● **Exercise brief**
Can you output the material below as a JSON list of strings, with one string for each line and blank lines omitted?

------ Entries

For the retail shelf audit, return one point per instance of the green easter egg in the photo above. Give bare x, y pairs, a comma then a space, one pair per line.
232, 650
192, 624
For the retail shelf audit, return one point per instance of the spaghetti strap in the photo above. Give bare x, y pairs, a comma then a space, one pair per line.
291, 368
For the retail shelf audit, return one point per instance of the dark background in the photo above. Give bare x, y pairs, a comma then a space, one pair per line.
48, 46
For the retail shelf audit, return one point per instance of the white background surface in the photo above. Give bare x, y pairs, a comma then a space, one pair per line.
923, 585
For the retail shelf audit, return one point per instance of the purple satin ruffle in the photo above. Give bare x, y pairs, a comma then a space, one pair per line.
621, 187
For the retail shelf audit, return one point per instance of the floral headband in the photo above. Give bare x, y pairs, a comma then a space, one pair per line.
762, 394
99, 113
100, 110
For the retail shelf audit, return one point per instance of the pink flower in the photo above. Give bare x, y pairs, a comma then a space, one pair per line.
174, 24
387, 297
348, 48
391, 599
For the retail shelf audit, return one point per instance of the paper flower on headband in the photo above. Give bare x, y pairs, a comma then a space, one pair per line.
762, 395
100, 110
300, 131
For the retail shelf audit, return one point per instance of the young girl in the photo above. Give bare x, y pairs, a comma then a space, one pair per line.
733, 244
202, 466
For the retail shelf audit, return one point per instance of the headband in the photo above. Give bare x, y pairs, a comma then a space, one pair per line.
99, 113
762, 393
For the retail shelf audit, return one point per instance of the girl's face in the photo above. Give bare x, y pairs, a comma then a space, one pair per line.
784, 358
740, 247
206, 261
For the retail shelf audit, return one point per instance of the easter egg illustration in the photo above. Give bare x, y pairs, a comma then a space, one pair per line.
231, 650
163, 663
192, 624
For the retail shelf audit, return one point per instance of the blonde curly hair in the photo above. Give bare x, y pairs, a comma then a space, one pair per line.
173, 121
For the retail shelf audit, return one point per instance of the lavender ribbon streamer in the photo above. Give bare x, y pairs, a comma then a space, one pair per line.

------------

● **Response below**
[
  "For the retail shelf audit, return one point per instance of the green easter egg in the photo above. Give bare x, y pairs, a comma then a space, one pair per line.",
  "232, 650",
  "192, 624",
  "For the retail shelf audit, return one point per instance of the spaghetti strap in the photo above. Give bare x, y pairs, a comma then a space, one pair per line.",
  "291, 368",
  "For the retail shelf audit, return one point per instance of the dark background in the photo above. Give bare x, y pairs, a comma then a space, one pair per line.",
  "48, 46",
  "For the retail shelf audit, return one point per instance of the white background surface in the photo above. Give bare x, y pairs, a comma then a space, one pair per line.",
  "923, 585",
  "For the retail shelf audit, return one point per instance of the purple satin ruffle in the photo above. Give bare x, y pairs, a comma then a space, one pair per line.",
  "621, 187",
  "For the retail shelf audit, return one point per instance of the floral headband in the photo above. Give bare x, y pairs, a comma then a space, one pair per line.",
  "762, 394",
  "99, 113",
  "100, 110",
  "For the retail shelf audit, return one point per instance of the pink flower in the photo above. Give bare x, y pairs, a comma then a space, one pair per line.",
  "174, 24",
  "387, 297",
  "348, 48",
  "391, 599",
  "For the retail shelf audit, return one point per instance of the paper flower on headband in the photo above. Give bare x, y pairs, a comma then a space, one pair per line.",
  "762, 395",
  "100, 110",
  "300, 131",
  "For the retail shelf audit, return one point per instance of the young girl in the photo above. Give bare x, y pairs, a comma then a space, one pair per line.",
  "733, 244",
  "202, 466",
  "For the retail shelf audit, return one point per instance of the headband in the photo above. Give bare x, y pairs, a comma then a space, one pair per line.",
  "99, 113",
  "762, 393",
  "For the retail shelf audit, return one point per instance of the girl's face in the photo above. Give bare x, y pairs, a comma then a space, one pair per line.",
  "784, 358",
  "740, 247",
  "206, 261",
  "For the retail shelf audit, return one point per instance of the easter egg illustration in the photo above. Give bare x, y pairs, a comma then a space, one pair per line.",
  "231, 650",
  "163, 663",
  "192, 624",
  "For the retail shelf audit, return one point per instance of the blonde curly hair in the photo above. Give bare x, y pairs, a comma then a space, one pair per line.",
  "173, 121",
  "For the retail shelf audit, return one point per instance of the lavender ribbon streamer in the photo above. Give bare x, y pairs, a comma then a space, one pair per line."
]